## [WHAT YOU WILL DO]
- a) In the page on the Leicestershire Women's cricket team, reproduce everything from "The Leicestershire Women's" down to "regional side Lightning.".
- b) Turn the paragraph of the Leicestershire Women's cricket page that opens "Leicestershire Women played their first recorded match" into a bulleted list, keeping its main facts.
- c) Take up the account of the Leicestershire Women's cricket team and carry it on from its final sentence.

The Leicestershire Women's cricket team, officially the Leicestershire and Rutland Women's cricket team since 2010, is the women's representative cricket team for the English historic counties of Leicestershire and Rutland. They play their home games at various grounds across the two counties, often in Loughborough, Leicester or Empingham. They are captained by Katie Winterton. In 2019, they played in Division Three of the final season of the Women's County Championship, and have since competed in the Women's Twenty20 Cup. They are partnered with the East Midlands regional side Lightning.

History
Leicestershire Women played their first recorded match in 1948, against Buckinghamshire Women. They also played a match against a touring Australia side in 1951, as a combined team with Buckinghamshire. Leicestershire joined the national women's cricket structure in 2004, competing in the County Challenge Cup, the lower tier of the Women's County Championship: they finished bottom of their group in their first season. After this, Leicestershire remained in the lower levels of the Championship. They won their Division 5 group two years in a row, in 2010 and 2011, and after this have mainly played in Division Three. They did gain promotion from Division Three in 2015, coming second, but were relegated the following season.

## [DATA SHOWN]

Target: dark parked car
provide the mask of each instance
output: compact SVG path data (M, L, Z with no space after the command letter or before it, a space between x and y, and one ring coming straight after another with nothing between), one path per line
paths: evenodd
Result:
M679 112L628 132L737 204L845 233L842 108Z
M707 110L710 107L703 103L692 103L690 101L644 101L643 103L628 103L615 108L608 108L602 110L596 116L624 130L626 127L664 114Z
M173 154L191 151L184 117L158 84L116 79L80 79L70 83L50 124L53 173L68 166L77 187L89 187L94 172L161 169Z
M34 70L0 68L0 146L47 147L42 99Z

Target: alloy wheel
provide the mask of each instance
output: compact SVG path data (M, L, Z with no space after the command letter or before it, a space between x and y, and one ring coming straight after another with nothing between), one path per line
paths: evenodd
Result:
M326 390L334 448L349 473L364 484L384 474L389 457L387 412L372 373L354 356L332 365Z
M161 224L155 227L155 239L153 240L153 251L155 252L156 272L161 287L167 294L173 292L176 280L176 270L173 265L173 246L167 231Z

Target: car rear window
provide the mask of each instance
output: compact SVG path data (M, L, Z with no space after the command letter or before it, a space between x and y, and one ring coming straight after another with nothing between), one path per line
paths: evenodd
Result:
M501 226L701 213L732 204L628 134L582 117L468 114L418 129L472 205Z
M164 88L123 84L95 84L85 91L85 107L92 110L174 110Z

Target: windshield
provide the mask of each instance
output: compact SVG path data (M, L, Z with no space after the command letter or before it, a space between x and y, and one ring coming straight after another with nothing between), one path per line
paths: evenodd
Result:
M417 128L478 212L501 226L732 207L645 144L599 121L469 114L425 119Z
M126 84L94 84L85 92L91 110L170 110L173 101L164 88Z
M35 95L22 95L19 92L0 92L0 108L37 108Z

## [ANSWERS FOR THE EXERCISE]
- a)
The Leicestershire Women's cricket team, officially the Leicestershire and Rutland Women's cricket team since 2010, is the women's representative cricket team for the English historic counties of Leicestershire and Rutland. They play their home games at various grounds across the two counties, often in Loughborough, Leicester or Empingham. They are captained by Katie Winterton. In 2019, they played in Division Three of the final season of the Women's County Championship, and have since competed in the Women's Twenty20 Cup. They are partnered with the East Midlands regional side Lightning.

- b)
- First recorded match: 1948, against Buckinghamshire Women.
- 1951: played a touring Australia side as a combined team with Buckinghamshire.
- 2004: joined the national women's cricket structure in the County Challenge Cup, the lower tier of the Women's County Championship, and finished bottom of their group that first season.
- Stayed in the lower levels of the Championship after that.
- Won their Division 5 group in both 2010 and 2011, then played mainly in Division Three.
- Gained promotion from Division Three in 2015 by finishing second, but were relegated the following season.

- c)
In the Women's Twenty20 Cup, Leicestershire have had some successful seasons in the lower divisions of the competition: for example, they went unbeaten in 2015 and 2016. Between 2017 and 2019, they played in Division Three. In 2021, they competed in the East Midlands Group of the Twenty20 Cup, finishing 5th with 2 victories. In 2022 they finished third in Group 5 of the Twenty20 Cup, before beating Oxfordshire and Northamptonshire on Finals Day to win their group. They also joined the East of England Women's County Championship in 2022, finishing third out of seven in their first season.

Players

Current squad
Based on appearances in the 2022 season.

Notable players
Players who have played for Leicestershire and played internationally are listed below, in order of first international appearance (given in brackets):

 Sonia Odedra (2014)

Seasons

Women's County Championship

Women's Twenty20 Cup

Honours
 Women's Twenty20 Cup:
 Group winners (1) – 2022

See also
 Leicestershire County Cricket Club
 Lightning (women's cricket)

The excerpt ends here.